EXERCISE TASK = In the data below, copy out word for word the lines between the one holding "like point(936, 314)." and the one holding "point(487, 470)", inclusive. Give only those lines.

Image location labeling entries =
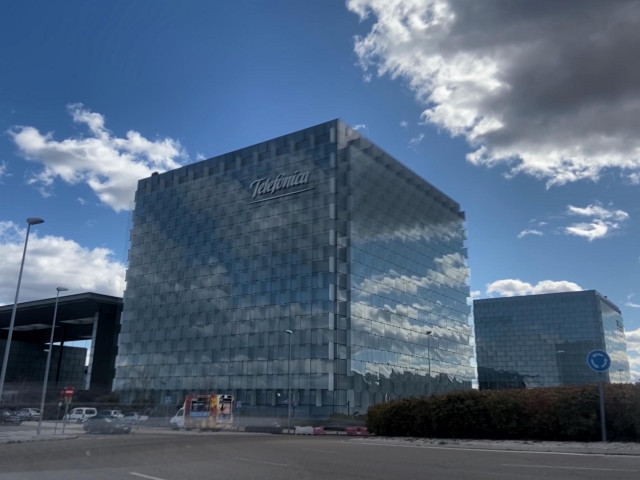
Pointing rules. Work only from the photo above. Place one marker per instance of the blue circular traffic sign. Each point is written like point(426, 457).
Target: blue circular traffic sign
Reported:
point(599, 360)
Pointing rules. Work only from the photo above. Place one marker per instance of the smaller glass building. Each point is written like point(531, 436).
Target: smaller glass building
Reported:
point(544, 340)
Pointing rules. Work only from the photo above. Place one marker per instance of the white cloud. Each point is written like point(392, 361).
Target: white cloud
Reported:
point(51, 262)
point(551, 89)
point(415, 141)
point(603, 222)
point(109, 165)
point(629, 303)
point(524, 233)
point(513, 287)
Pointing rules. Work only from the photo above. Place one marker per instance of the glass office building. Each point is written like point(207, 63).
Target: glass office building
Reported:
point(544, 340)
point(319, 233)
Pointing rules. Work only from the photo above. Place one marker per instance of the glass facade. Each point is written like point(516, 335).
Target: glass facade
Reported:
point(544, 340)
point(318, 232)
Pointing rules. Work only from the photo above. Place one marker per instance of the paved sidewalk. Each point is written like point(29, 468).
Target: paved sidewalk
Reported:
point(11, 435)
point(28, 432)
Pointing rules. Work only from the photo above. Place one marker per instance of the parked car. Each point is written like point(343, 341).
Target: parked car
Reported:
point(112, 413)
point(105, 423)
point(177, 421)
point(29, 414)
point(7, 417)
point(80, 414)
point(134, 417)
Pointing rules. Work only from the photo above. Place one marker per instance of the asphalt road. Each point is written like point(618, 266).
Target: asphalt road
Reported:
point(178, 456)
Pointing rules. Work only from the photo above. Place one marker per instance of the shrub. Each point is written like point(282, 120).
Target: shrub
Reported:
point(553, 413)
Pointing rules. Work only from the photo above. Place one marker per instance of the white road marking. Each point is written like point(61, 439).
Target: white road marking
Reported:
point(260, 461)
point(141, 475)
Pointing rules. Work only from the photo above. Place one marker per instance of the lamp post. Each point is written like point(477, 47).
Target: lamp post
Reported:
point(5, 361)
point(46, 368)
point(559, 357)
point(429, 334)
point(289, 333)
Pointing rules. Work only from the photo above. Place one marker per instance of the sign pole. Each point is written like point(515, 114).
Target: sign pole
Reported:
point(599, 361)
point(603, 423)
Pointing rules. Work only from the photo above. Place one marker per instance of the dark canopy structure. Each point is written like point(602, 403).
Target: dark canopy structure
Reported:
point(84, 316)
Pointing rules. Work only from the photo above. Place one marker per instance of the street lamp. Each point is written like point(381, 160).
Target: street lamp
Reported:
point(559, 357)
point(289, 332)
point(30, 221)
point(429, 335)
point(46, 368)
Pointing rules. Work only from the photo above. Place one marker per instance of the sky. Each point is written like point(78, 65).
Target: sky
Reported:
point(525, 113)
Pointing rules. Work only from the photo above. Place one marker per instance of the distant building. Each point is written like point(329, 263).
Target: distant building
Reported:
point(544, 340)
point(319, 233)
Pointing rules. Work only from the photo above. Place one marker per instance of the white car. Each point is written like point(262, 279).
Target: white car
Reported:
point(134, 417)
point(177, 421)
point(80, 414)
point(26, 414)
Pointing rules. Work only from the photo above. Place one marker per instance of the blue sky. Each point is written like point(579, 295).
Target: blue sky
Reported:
point(526, 113)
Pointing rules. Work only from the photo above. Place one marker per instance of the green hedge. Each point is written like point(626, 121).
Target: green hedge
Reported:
point(555, 413)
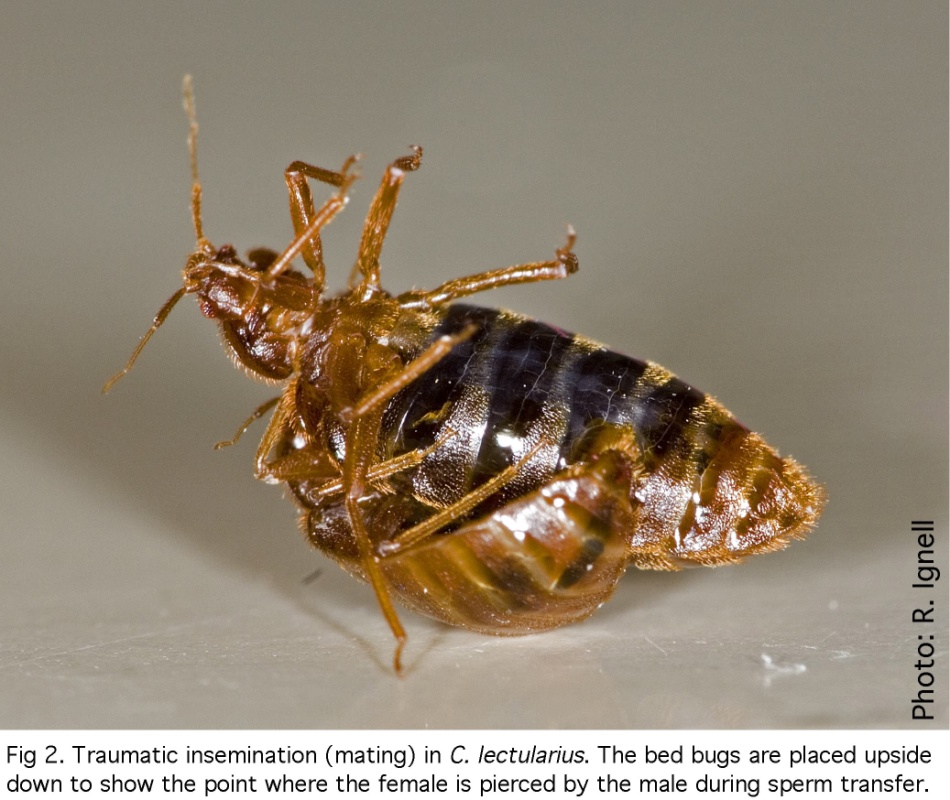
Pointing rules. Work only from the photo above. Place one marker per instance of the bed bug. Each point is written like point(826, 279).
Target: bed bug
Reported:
point(486, 469)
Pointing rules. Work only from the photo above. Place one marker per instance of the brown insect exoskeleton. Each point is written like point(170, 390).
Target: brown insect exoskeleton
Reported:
point(485, 469)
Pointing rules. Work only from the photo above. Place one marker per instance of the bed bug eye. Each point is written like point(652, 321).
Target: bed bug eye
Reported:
point(485, 469)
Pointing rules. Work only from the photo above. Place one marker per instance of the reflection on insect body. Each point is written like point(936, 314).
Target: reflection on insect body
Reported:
point(483, 468)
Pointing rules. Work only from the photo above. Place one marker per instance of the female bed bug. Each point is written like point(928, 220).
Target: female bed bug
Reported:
point(485, 469)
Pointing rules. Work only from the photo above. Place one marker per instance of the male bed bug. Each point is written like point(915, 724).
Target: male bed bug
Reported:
point(485, 469)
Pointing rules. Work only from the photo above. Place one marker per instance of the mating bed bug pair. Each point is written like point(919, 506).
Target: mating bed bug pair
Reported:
point(487, 470)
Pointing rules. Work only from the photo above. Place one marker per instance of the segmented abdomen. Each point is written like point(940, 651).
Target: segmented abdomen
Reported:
point(688, 486)
point(707, 490)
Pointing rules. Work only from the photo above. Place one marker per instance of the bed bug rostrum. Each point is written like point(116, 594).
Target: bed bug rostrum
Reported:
point(485, 469)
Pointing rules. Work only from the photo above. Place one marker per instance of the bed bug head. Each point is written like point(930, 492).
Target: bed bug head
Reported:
point(258, 302)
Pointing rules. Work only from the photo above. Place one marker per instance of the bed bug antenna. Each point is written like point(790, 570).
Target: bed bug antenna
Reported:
point(202, 244)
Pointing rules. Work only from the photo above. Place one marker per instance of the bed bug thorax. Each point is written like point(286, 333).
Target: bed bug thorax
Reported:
point(485, 469)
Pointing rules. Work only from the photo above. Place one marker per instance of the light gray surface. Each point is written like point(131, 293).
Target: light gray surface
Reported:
point(760, 193)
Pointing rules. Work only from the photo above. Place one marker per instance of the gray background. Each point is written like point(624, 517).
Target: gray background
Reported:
point(761, 200)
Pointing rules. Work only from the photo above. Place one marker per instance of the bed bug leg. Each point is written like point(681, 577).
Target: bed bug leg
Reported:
point(303, 242)
point(365, 419)
point(415, 535)
point(563, 264)
point(301, 207)
point(378, 219)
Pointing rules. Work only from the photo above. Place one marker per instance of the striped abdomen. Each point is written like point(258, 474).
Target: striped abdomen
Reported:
point(688, 484)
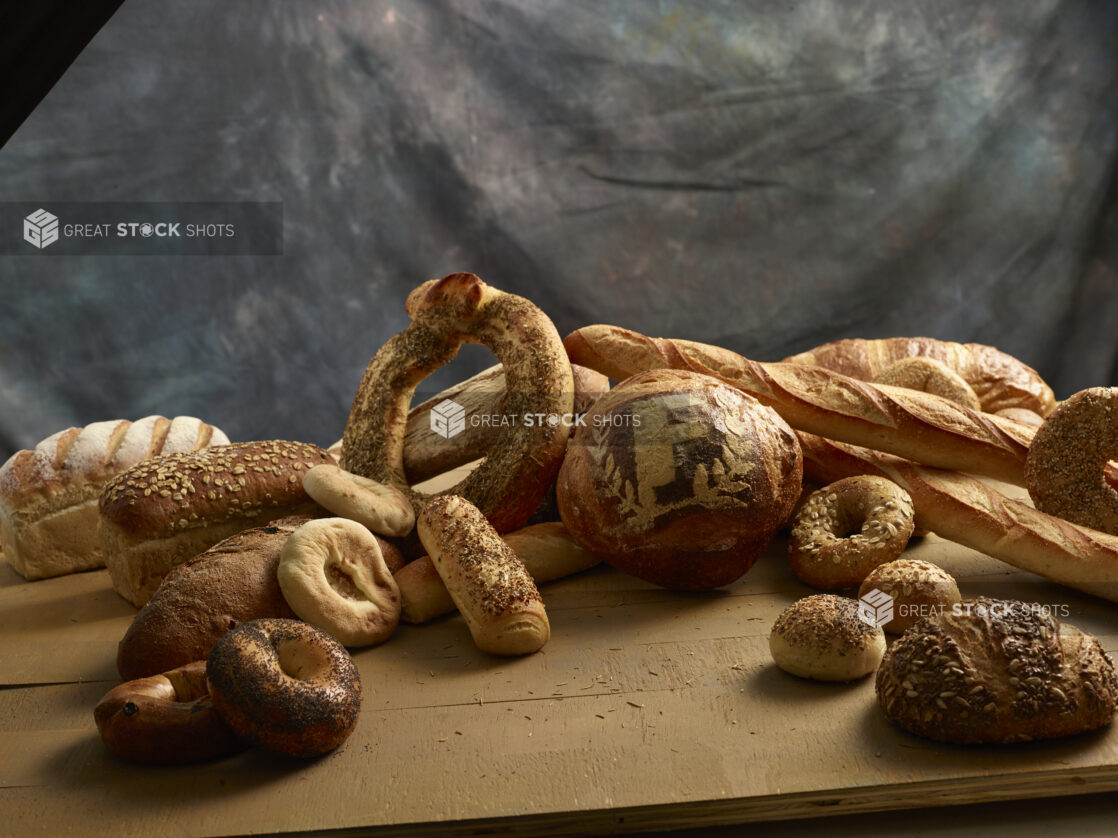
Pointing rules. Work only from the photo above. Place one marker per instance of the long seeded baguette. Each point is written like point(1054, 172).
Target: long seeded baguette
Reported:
point(968, 512)
point(167, 510)
point(907, 422)
point(1000, 380)
point(48, 496)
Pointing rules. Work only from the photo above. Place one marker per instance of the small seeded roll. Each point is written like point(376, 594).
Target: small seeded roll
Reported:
point(824, 638)
point(333, 575)
point(164, 720)
point(381, 508)
point(488, 582)
point(996, 672)
point(918, 589)
point(929, 375)
point(285, 685)
point(1068, 460)
point(849, 527)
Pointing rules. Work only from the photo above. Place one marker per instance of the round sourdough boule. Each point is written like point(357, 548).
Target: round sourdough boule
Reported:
point(164, 720)
point(846, 529)
point(918, 588)
point(1067, 467)
point(823, 637)
point(285, 686)
point(333, 575)
point(679, 479)
point(381, 508)
point(996, 672)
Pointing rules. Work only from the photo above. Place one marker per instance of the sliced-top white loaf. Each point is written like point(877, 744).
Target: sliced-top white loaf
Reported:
point(48, 496)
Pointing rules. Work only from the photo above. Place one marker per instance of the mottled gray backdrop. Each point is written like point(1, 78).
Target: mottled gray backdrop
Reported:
point(757, 174)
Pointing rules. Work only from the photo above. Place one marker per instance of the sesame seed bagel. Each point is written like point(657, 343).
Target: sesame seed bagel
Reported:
point(518, 472)
point(1066, 470)
point(996, 672)
point(164, 720)
point(823, 637)
point(285, 685)
point(846, 529)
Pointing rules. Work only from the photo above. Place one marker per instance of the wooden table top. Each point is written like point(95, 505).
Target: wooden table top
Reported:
point(648, 710)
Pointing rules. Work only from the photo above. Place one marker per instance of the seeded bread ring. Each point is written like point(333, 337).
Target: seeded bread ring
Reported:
point(845, 530)
point(164, 720)
point(333, 575)
point(285, 686)
point(930, 377)
point(514, 477)
point(824, 638)
point(381, 508)
point(1066, 470)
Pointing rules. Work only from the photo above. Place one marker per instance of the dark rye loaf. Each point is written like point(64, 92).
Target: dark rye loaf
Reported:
point(167, 510)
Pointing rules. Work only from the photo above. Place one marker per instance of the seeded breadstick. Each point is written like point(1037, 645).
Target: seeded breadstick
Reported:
point(547, 550)
point(488, 582)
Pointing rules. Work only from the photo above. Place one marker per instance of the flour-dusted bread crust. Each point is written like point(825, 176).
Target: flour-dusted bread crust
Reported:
point(48, 496)
point(679, 479)
point(997, 379)
point(907, 422)
point(167, 510)
point(426, 454)
point(996, 672)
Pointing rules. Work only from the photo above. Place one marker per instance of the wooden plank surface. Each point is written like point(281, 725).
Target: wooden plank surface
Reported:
point(647, 710)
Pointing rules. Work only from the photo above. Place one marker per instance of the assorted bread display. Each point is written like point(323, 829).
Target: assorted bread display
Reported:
point(261, 569)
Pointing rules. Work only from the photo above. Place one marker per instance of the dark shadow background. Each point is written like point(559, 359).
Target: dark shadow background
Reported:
point(765, 177)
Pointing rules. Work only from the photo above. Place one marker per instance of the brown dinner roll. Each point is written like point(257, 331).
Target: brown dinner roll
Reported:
point(995, 672)
point(679, 479)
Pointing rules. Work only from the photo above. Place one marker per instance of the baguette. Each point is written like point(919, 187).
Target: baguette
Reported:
point(48, 496)
point(167, 510)
point(968, 512)
point(906, 422)
point(547, 550)
point(1000, 380)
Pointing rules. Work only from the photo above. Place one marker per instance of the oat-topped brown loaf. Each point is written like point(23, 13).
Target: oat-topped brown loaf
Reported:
point(48, 496)
point(167, 510)
point(995, 672)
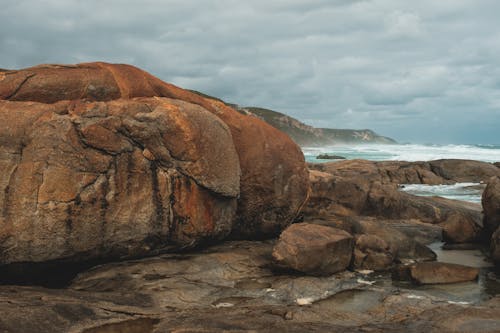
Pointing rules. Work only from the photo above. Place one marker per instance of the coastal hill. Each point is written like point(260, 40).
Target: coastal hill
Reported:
point(306, 135)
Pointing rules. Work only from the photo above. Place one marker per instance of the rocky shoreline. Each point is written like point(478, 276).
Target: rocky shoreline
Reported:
point(147, 208)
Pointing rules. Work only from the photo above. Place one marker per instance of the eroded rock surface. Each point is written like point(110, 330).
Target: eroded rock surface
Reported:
point(107, 161)
point(491, 204)
point(353, 188)
point(314, 249)
point(231, 287)
point(113, 179)
point(437, 273)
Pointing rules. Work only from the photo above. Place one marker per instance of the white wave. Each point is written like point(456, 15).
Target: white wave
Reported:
point(460, 191)
point(409, 152)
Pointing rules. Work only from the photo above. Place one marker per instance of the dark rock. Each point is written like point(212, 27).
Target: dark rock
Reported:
point(230, 287)
point(354, 188)
point(373, 253)
point(313, 249)
point(491, 205)
point(462, 246)
point(330, 157)
point(438, 273)
point(495, 247)
point(381, 241)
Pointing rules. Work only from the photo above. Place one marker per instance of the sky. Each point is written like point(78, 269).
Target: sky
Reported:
point(422, 71)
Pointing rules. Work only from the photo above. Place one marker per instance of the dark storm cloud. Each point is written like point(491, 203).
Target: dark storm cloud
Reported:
point(424, 71)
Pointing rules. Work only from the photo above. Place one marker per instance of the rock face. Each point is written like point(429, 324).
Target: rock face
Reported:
point(353, 188)
point(491, 205)
point(314, 249)
point(379, 245)
point(107, 161)
point(438, 272)
point(495, 247)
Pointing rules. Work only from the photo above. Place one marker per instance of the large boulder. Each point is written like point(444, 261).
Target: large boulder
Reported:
point(314, 249)
point(103, 161)
point(111, 179)
point(495, 246)
point(362, 191)
point(438, 273)
point(491, 205)
point(378, 245)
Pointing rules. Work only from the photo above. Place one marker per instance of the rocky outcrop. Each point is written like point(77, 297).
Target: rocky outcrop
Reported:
point(378, 245)
point(351, 190)
point(438, 273)
point(313, 249)
point(495, 247)
point(231, 287)
point(106, 161)
point(491, 220)
point(491, 205)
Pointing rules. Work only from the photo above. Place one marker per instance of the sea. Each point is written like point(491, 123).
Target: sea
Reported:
point(470, 192)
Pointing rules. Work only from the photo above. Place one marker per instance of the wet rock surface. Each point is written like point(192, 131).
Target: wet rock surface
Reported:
point(314, 249)
point(437, 273)
point(231, 287)
point(354, 188)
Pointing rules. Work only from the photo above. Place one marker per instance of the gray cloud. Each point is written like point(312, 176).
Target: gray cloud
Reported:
point(424, 71)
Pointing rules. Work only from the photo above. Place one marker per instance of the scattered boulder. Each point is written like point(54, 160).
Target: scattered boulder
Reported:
point(436, 273)
point(329, 157)
point(373, 253)
point(491, 205)
point(113, 179)
point(356, 188)
point(313, 249)
point(106, 161)
point(377, 244)
point(495, 246)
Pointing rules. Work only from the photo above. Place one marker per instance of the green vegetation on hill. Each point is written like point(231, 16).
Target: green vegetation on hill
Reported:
point(305, 135)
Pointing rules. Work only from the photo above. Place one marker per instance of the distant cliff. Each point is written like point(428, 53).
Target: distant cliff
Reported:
point(305, 135)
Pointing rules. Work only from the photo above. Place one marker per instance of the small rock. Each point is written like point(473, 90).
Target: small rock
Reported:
point(495, 247)
point(373, 253)
point(314, 249)
point(329, 157)
point(436, 273)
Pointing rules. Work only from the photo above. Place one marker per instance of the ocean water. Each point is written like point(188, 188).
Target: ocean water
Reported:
point(470, 192)
point(418, 152)
point(407, 152)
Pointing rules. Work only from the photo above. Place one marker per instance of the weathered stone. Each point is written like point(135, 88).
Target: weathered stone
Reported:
point(274, 182)
point(373, 253)
point(106, 161)
point(438, 272)
point(401, 247)
point(79, 187)
point(313, 249)
point(491, 205)
point(231, 287)
point(495, 247)
point(358, 188)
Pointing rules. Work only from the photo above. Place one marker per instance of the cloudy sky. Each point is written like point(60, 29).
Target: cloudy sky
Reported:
point(418, 71)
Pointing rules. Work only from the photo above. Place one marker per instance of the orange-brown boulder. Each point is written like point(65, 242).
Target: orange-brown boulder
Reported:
point(104, 160)
point(112, 179)
point(313, 249)
point(491, 205)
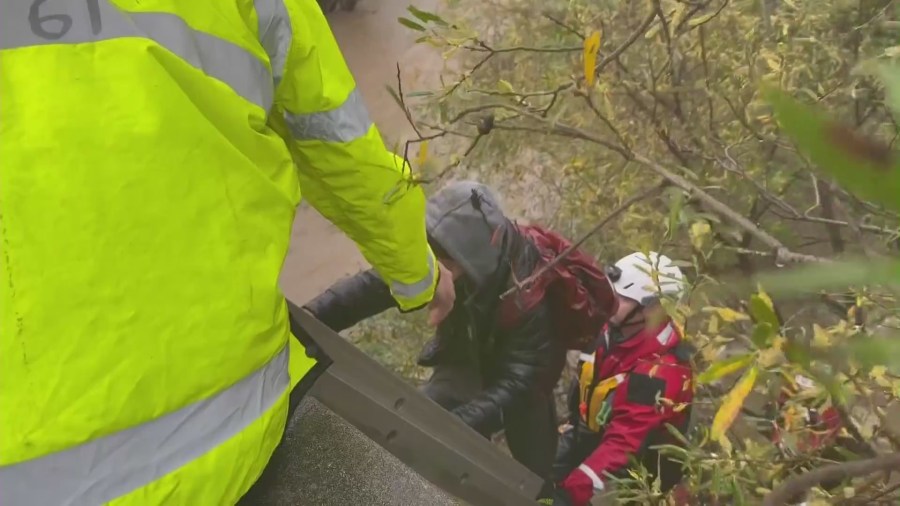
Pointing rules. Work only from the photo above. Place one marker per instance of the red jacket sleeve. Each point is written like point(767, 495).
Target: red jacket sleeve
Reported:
point(636, 411)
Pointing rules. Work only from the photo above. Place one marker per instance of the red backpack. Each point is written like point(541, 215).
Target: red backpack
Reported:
point(581, 298)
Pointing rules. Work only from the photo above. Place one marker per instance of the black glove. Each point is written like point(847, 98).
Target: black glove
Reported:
point(559, 497)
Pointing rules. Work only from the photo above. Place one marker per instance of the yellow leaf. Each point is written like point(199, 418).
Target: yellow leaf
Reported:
point(699, 231)
point(732, 403)
point(727, 314)
point(423, 154)
point(724, 368)
point(712, 326)
point(591, 47)
point(505, 87)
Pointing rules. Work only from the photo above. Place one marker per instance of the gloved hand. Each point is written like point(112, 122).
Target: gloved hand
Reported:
point(559, 498)
point(579, 487)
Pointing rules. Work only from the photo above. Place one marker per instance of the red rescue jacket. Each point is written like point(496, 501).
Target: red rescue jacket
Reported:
point(642, 384)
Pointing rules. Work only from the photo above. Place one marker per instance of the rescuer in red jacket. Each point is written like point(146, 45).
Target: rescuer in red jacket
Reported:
point(637, 380)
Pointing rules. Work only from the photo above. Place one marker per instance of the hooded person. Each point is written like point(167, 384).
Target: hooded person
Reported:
point(637, 381)
point(494, 367)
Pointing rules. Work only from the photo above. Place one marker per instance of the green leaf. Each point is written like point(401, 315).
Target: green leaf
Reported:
point(865, 166)
point(814, 277)
point(427, 16)
point(676, 203)
point(725, 367)
point(393, 93)
point(411, 24)
point(797, 354)
point(762, 335)
point(763, 312)
point(870, 351)
point(890, 76)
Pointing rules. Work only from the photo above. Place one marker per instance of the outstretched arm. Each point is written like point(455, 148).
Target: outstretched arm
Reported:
point(352, 300)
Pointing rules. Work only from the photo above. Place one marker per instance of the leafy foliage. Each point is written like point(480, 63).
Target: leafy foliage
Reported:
point(772, 127)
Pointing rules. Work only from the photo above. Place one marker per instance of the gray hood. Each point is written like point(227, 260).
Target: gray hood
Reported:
point(463, 218)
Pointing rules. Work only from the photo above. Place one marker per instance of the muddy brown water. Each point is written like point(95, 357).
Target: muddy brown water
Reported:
point(373, 43)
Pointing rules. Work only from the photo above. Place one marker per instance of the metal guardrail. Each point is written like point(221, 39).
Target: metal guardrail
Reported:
point(421, 434)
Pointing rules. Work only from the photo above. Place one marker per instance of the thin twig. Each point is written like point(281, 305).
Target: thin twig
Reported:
point(635, 35)
point(803, 482)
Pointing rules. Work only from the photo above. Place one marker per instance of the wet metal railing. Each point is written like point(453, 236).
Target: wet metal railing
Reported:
point(421, 434)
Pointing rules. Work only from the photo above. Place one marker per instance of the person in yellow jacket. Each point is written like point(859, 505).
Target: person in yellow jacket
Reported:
point(152, 154)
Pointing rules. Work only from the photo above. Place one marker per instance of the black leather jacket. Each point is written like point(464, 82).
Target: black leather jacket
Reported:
point(513, 361)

FINISHED ANSWER =
Pointing rules. Work only from the photo above. Place one marker per instance of the reflection on insect body. Each point is written like point(936, 314).
Target: reflection on insect body
Reported:
point(483, 468)
Pointing rules. Work only from the photo above. Place one marker per instance of the female bed bug. Each point is written like point(928, 220).
Target: female bed bug
Reported:
point(485, 469)
Pointing rules. Work only from the photo above. Place one marker per instance of the male bed bug. Each point is written like point(915, 724).
Target: male bed bug
Reported:
point(485, 469)
Pointing rules. Work only from the photo above. Place one marker per instance of the mating bed bug pair. Each point is written like point(919, 506).
Target: mating bed bug pair
Reported:
point(487, 470)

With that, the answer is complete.